## TEXT UNDER STUDY
"""

Recipe for Chocolate Chipotle Creme Brulee
Serves 8*
Ingredients
2 Chipotle chiles split in half with excess adobo sauce removed
2 cups whipping cream + 1 cup for topping (see note below)
2 cups half and half
4 ounces bittersweet chocolate (70%, such as Valrona), coarsely chopped
4 ounces semisweet chocolate, finely coarsely chopped
8 large egg yolks
1/3 cup sugar

Method
Preheat oven to 300°F. Combine cream and half and half in heavy large saucepan with the split chipotles and seeds. Bring to a boil mixing occasionally and pressing chipotles to the side of the pan to extra the flavor. Reduce heat to low.

Strain the mixture, pressing the chipotle solids to extra additional flavor. Pour the hot mixture from the saucepan through a strainer over the chipotle, into medium bowl and then back into the saucepan 2-3 times. Strain one final time back into the saucepan and discard solids.

Boil water in a tea kettle while you complete the next step.

Add chocolate and whisk until melted and smooth. Remove from heat. Whisk yolks and 1/3 cup sugar in large bowl to blend. Gradually whisk in hot chocolate mixture to yolks starting with a small amount of hot liquid and whisk quickly. Strain the liquid and egg mixture a final time.
Pour equal amounts of custard among eight 3/4-cup custard cups. Place cups in large baking pan. Add enough hot water to pan to come halfway up sides of cups. Bake until custards are set, about 50 minutes. Remove from water; chill 2 hours. Cover and refrigerate overnight.

(Note: a traditional creme brulee calls for a burnt sugar crust to complete the dessert by adding 1 TBSP of sugar over the top of the brulee and either placing it under your oven broiler for 1 to 2 minutes or using a hand torch to caramelize the sugar. While that makes perfect sense for a traditional brulee, I don't believe it works as well here. Rather, I like a dollop of freshly whipped cream with a small amount of sugar or vanilla to lightly sweeten it. You will want something clean to cut the intense flavor and richness of the chocolate and chile and this does it.

* Recipe can be cut in half for four servings.

14 comments:

Anonymous said...

I know what you mean...wasabi is up there with chipotle. Some people like to be hit over the head!

Marc Winitz said...

Thanks, your my first comment - ever! If you really like the heat let the CCCBrulee come to room temperature. The heat really comes through.

Alexa said...

Hi Marc,

What a great post! It's so true we do tend to overdo things a bit don't we? I understand the thought behind it after all how can anyone get sick of such a good thing and yet...
Your Chipotle Creme Brulee is a great way to merge the two--very clever.

Anonymous said...

"""

## SUPPLIED ENTRIES
"""

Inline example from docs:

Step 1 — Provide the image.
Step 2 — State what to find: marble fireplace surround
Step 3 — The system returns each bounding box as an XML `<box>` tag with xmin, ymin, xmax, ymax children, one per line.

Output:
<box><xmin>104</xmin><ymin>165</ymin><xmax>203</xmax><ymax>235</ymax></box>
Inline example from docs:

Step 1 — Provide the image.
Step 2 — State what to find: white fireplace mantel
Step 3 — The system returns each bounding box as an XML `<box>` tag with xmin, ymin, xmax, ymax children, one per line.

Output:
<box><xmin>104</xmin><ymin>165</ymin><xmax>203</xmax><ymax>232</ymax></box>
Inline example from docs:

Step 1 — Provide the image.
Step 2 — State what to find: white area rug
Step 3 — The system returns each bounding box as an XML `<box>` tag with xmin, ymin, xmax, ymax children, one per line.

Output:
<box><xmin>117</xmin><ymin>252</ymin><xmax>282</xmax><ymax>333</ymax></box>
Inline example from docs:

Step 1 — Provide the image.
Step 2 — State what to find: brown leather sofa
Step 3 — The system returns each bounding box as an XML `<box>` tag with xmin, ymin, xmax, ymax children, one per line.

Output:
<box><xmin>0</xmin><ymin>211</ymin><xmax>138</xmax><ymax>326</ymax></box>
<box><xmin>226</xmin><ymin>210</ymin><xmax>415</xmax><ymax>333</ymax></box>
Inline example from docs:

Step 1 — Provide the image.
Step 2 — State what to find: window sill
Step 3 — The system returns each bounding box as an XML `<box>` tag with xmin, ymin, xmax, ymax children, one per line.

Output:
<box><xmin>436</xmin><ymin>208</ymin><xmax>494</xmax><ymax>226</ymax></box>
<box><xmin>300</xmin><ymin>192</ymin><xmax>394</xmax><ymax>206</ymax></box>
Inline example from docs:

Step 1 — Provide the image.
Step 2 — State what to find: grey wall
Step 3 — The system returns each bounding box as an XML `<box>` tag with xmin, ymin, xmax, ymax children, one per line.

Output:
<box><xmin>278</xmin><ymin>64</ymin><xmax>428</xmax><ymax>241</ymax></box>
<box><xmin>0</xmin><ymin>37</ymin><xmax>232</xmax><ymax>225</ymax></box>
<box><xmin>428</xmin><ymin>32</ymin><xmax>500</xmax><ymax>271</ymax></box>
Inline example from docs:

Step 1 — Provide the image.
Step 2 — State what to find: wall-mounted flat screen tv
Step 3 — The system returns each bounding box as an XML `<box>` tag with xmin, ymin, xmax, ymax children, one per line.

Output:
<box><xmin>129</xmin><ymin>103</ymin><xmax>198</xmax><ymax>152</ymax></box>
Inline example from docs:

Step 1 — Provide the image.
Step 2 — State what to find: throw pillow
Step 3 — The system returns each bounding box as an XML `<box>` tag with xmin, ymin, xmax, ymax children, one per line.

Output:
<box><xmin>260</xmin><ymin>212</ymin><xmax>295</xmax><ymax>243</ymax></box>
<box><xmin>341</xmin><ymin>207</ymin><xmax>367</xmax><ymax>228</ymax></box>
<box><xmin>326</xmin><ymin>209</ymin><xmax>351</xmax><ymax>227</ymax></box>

"""

## WORK REQUEST A
In the creme brulee recipe, rewrite the passage starting at "Recipe for Chocolate" and ending at "heat to low.", replacing "300°F" with "150°C".
## WORK REQUEST B
Answer these questions from the creme brulee recipe:
(i) To what temperature is the oven preheated?
(ii) About how long do the custards bake?
(iii) What does the note recommend on top instead of a burnt sugar crust?

## YOUR RESPONSE A
Recipe for Chocolate Chipotle Creme Brulee
Serves 8*
Ingredients
2 Chipotle chiles split in half with excess adobo sauce removed
2 cups whipping cream + 1 cup for topping (see note below)
2 cups half and half
4 ounces bittersweet chocolate (70%, such as Valrona), coarsely chopped
4 ounces semisweet chocolate, finely coarsely chopped
8 large egg yolks
1/3 cup sugar

Method
Preheat oven to 150°C. Combine cream and half and half in heavy large saucepan with the split chipotles and seeds. Bring to a boil mixing occasionally and pressing chipotles to the side of the pan to extra the flavor. Reduce heat to low.

## YOUR RESPONSE B
(i) 300°F
(ii) About 50 minutes
(iii) A dollop of freshly whipped cream with a small amount of sugar or vanilla to lightly sweeten it